--- Information provided Enclosed Below ---

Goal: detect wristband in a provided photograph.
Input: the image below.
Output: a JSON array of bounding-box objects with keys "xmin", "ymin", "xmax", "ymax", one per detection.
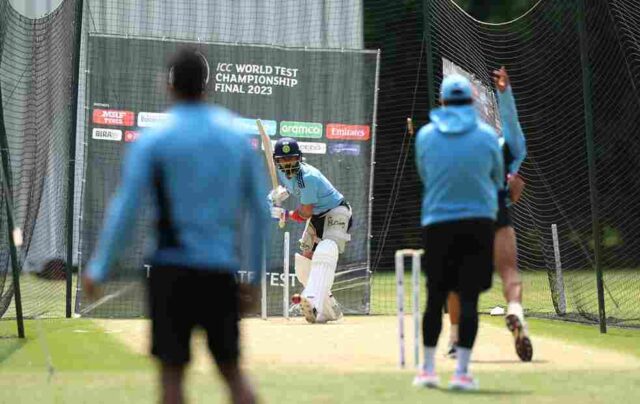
[{"xmin": 289, "ymin": 210, "xmax": 307, "ymax": 223}]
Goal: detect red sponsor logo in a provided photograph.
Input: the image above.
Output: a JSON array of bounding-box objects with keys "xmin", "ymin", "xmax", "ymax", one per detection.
[
  {"xmin": 92, "ymin": 109, "xmax": 135, "ymax": 126},
  {"xmin": 325, "ymin": 124, "xmax": 370, "ymax": 141},
  {"xmin": 124, "ymin": 131, "xmax": 139, "ymax": 142}
]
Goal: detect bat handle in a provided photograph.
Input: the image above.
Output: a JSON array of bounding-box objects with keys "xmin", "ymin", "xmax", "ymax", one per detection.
[{"xmin": 278, "ymin": 214, "xmax": 286, "ymax": 229}]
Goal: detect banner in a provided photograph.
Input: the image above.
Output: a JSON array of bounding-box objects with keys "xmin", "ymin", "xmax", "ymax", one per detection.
[{"xmin": 80, "ymin": 34, "xmax": 379, "ymax": 316}]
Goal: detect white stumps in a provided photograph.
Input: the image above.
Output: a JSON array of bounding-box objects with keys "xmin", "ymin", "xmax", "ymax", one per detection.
[
  {"xmin": 261, "ymin": 242, "xmax": 268, "ymax": 320},
  {"xmin": 283, "ymin": 232, "xmax": 290, "ymax": 319},
  {"xmin": 395, "ymin": 249, "xmax": 424, "ymax": 369}
]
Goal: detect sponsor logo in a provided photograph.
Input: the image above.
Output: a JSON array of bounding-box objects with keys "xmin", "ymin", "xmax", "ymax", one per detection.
[
  {"xmin": 137, "ymin": 112, "xmax": 170, "ymax": 128},
  {"xmin": 124, "ymin": 131, "xmax": 139, "ymax": 142},
  {"xmin": 92, "ymin": 128, "xmax": 122, "ymax": 141},
  {"xmin": 298, "ymin": 141, "xmax": 326, "ymax": 155},
  {"xmin": 328, "ymin": 217, "xmax": 348, "ymax": 228},
  {"xmin": 234, "ymin": 118, "xmax": 277, "ymax": 136},
  {"xmin": 92, "ymin": 109, "xmax": 135, "ymax": 126},
  {"xmin": 326, "ymin": 123, "xmax": 370, "ymax": 141},
  {"xmin": 252, "ymin": 138, "xmax": 276, "ymax": 151},
  {"xmin": 279, "ymin": 121, "xmax": 323, "ymax": 138},
  {"xmin": 329, "ymin": 143, "xmax": 361, "ymax": 156}
]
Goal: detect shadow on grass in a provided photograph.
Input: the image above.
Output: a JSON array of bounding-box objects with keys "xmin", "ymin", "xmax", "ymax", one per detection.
[
  {"xmin": 427, "ymin": 386, "xmax": 533, "ymax": 396},
  {"xmin": 0, "ymin": 338, "xmax": 26, "ymax": 364},
  {"xmin": 447, "ymin": 388, "xmax": 533, "ymax": 396},
  {"xmin": 472, "ymin": 359, "xmax": 548, "ymax": 365}
]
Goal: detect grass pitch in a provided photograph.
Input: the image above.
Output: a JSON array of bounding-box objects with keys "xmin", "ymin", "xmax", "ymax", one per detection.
[{"xmin": 1, "ymin": 316, "xmax": 639, "ymax": 404}]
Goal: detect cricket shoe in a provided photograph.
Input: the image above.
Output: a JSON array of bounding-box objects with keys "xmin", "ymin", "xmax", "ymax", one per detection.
[
  {"xmin": 288, "ymin": 301, "xmax": 302, "ymax": 317},
  {"xmin": 316, "ymin": 298, "xmax": 342, "ymax": 324},
  {"xmin": 326, "ymin": 295, "xmax": 343, "ymax": 321},
  {"xmin": 446, "ymin": 344, "xmax": 457, "ymax": 359},
  {"xmin": 412, "ymin": 370, "xmax": 440, "ymax": 388},
  {"xmin": 292, "ymin": 294, "xmax": 317, "ymax": 324},
  {"xmin": 505, "ymin": 310, "xmax": 533, "ymax": 362},
  {"xmin": 449, "ymin": 373, "xmax": 479, "ymax": 391}
]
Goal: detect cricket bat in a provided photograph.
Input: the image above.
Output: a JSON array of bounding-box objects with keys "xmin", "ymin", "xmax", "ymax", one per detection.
[{"xmin": 256, "ymin": 119, "xmax": 285, "ymax": 229}]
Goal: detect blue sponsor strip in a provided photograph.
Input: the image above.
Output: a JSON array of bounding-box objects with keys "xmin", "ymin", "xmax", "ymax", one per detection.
[
  {"xmin": 329, "ymin": 142, "xmax": 361, "ymax": 156},
  {"xmin": 234, "ymin": 117, "xmax": 277, "ymax": 136}
]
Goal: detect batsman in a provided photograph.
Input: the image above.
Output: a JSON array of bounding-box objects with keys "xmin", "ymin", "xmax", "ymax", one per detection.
[{"xmin": 268, "ymin": 137, "xmax": 352, "ymax": 324}]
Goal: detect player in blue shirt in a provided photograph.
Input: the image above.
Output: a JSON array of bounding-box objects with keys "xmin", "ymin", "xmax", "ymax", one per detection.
[
  {"xmin": 82, "ymin": 49, "xmax": 268, "ymax": 404},
  {"xmin": 446, "ymin": 67, "xmax": 532, "ymax": 363},
  {"xmin": 413, "ymin": 74, "xmax": 503, "ymax": 391},
  {"xmin": 269, "ymin": 138, "xmax": 352, "ymax": 324}
]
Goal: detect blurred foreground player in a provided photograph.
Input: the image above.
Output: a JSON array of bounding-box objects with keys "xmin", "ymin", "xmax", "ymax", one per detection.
[
  {"xmin": 83, "ymin": 48, "xmax": 270, "ymax": 404},
  {"xmin": 413, "ymin": 75, "xmax": 503, "ymax": 390},
  {"xmin": 268, "ymin": 138, "xmax": 351, "ymax": 324}
]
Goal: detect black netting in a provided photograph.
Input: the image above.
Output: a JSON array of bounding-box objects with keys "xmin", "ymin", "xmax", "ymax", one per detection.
[
  {"xmin": 1, "ymin": 0, "xmax": 639, "ymax": 328},
  {"xmin": 0, "ymin": 0, "xmax": 79, "ymax": 333},
  {"xmin": 370, "ymin": 0, "xmax": 640, "ymax": 327}
]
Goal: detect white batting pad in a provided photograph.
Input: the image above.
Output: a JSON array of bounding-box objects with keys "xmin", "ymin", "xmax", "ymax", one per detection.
[
  {"xmin": 295, "ymin": 253, "xmax": 311, "ymax": 286},
  {"xmin": 302, "ymin": 239, "xmax": 339, "ymax": 319},
  {"xmin": 322, "ymin": 205, "xmax": 352, "ymax": 253}
]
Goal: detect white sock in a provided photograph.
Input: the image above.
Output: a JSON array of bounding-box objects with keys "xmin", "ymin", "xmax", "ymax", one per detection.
[
  {"xmin": 422, "ymin": 347, "xmax": 436, "ymax": 373},
  {"xmin": 455, "ymin": 347, "xmax": 472, "ymax": 376},
  {"xmin": 449, "ymin": 324, "xmax": 459, "ymax": 346},
  {"xmin": 507, "ymin": 301, "xmax": 524, "ymax": 320}
]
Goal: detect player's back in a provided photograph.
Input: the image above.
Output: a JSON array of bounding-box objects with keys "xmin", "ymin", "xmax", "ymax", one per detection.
[
  {"xmin": 415, "ymin": 109, "xmax": 503, "ymax": 226},
  {"xmin": 146, "ymin": 104, "xmax": 265, "ymax": 270}
]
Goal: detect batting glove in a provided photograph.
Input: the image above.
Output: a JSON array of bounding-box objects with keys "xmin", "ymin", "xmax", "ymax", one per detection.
[
  {"xmin": 270, "ymin": 206, "xmax": 287, "ymax": 221},
  {"xmin": 268, "ymin": 185, "xmax": 290, "ymax": 205}
]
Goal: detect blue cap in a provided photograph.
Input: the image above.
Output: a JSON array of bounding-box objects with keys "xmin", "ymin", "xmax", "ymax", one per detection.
[
  {"xmin": 274, "ymin": 137, "xmax": 302, "ymax": 158},
  {"xmin": 440, "ymin": 74, "xmax": 473, "ymax": 102}
]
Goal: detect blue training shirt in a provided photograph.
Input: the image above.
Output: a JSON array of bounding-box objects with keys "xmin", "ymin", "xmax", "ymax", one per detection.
[
  {"xmin": 415, "ymin": 104, "xmax": 504, "ymax": 226},
  {"xmin": 87, "ymin": 103, "xmax": 270, "ymax": 283},
  {"xmin": 277, "ymin": 162, "xmax": 343, "ymax": 215}
]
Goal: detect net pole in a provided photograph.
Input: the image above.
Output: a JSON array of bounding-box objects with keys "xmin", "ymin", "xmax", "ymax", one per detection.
[
  {"xmin": 0, "ymin": 85, "xmax": 24, "ymax": 338},
  {"xmin": 551, "ymin": 224, "xmax": 566, "ymax": 315},
  {"xmin": 423, "ymin": 0, "xmax": 437, "ymax": 111},
  {"xmin": 66, "ymin": 0, "xmax": 84, "ymax": 319},
  {"xmin": 576, "ymin": 0, "xmax": 606, "ymax": 333}
]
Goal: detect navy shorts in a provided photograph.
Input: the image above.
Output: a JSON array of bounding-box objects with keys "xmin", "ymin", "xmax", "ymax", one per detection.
[
  {"xmin": 148, "ymin": 267, "xmax": 239, "ymax": 366},
  {"xmin": 422, "ymin": 219, "xmax": 495, "ymax": 293}
]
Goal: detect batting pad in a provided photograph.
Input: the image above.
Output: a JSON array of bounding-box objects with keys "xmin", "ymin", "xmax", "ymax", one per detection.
[
  {"xmin": 295, "ymin": 253, "xmax": 311, "ymax": 286},
  {"xmin": 302, "ymin": 239, "xmax": 339, "ymax": 318}
]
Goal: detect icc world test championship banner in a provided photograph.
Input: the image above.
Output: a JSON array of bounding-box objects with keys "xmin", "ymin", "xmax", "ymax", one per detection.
[{"xmin": 79, "ymin": 34, "xmax": 379, "ymax": 317}]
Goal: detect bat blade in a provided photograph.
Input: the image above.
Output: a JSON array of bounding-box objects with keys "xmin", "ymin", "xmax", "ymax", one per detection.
[{"xmin": 256, "ymin": 119, "xmax": 285, "ymax": 229}]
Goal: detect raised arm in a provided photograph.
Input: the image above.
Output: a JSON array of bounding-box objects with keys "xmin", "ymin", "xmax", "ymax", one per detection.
[{"xmin": 493, "ymin": 67, "xmax": 527, "ymax": 174}]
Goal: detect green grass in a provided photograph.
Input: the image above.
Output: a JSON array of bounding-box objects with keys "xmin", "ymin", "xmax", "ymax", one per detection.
[
  {"xmin": 0, "ymin": 319, "xmax": 148, "ymax": 372},
  {"xmin": 483, "ymin": 315, "xmax": 640, "ymax": 358},
  {"xmin": 1, "ymin": 367, "xmax": 639, "ymax": 404},
  {"xmin": 371, "ymin": 269, "xmax": 640, "ymax": 327},
  {"xmin": 2, "ymin": 273, "xmax": 78, "ymax": 320},
  {"xmin": 371, "ymin": 270, "xmax": 554, "ymax": 316},
  {"xmin": 0, "ymin": 317, "xmax": 639, "ymax": 403}
]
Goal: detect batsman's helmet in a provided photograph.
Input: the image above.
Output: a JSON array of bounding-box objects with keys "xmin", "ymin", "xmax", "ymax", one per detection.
[{"xmin": 274, "ymin": 137, "xmax": 302, "ymax": 176}]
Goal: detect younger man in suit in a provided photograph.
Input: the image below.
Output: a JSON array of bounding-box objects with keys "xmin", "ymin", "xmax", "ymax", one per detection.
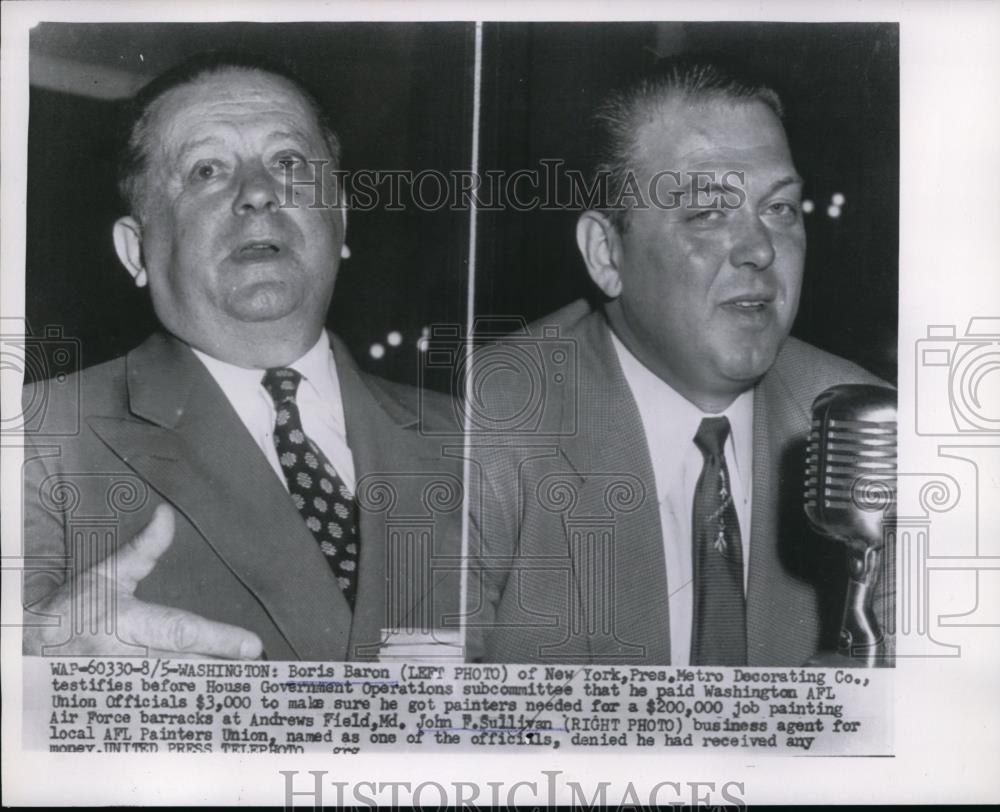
[{"xmin": 468, "ymin": 58, "xmax": 894, "ymax": 666}]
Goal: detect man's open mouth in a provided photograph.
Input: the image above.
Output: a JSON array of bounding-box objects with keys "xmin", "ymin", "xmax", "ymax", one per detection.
[
  {"xmin": 234, "ymin": 240, "xmax": 284, "ymax": 261},
  {"xmin": 721, "ymin": 295, "xmax": 773, "ymax": 312}
]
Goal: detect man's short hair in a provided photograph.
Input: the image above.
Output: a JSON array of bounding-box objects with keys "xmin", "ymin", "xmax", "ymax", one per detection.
[
  {"xmin": 591, "ymin": 55, "xmax": 784, "ymax": 232},
  {"xmin": 116, "ymin": 50, "xmax": 341, "ymax": 219}
]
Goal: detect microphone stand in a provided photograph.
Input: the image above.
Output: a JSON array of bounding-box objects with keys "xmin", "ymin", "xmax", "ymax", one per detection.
[{"xmin": 839, "ymin": 544, "xmax": 883, "ymax": 666}]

--- End of Enclosed Information provided ---

Exercise:
In the data above, which lines have "batting"? Report each of them.

Task response:
Goal: detect white batting pad in a provided photograph.
Goal: detect batting glove in a provided photograph.
Goal: detect batting pad in a provided photograph.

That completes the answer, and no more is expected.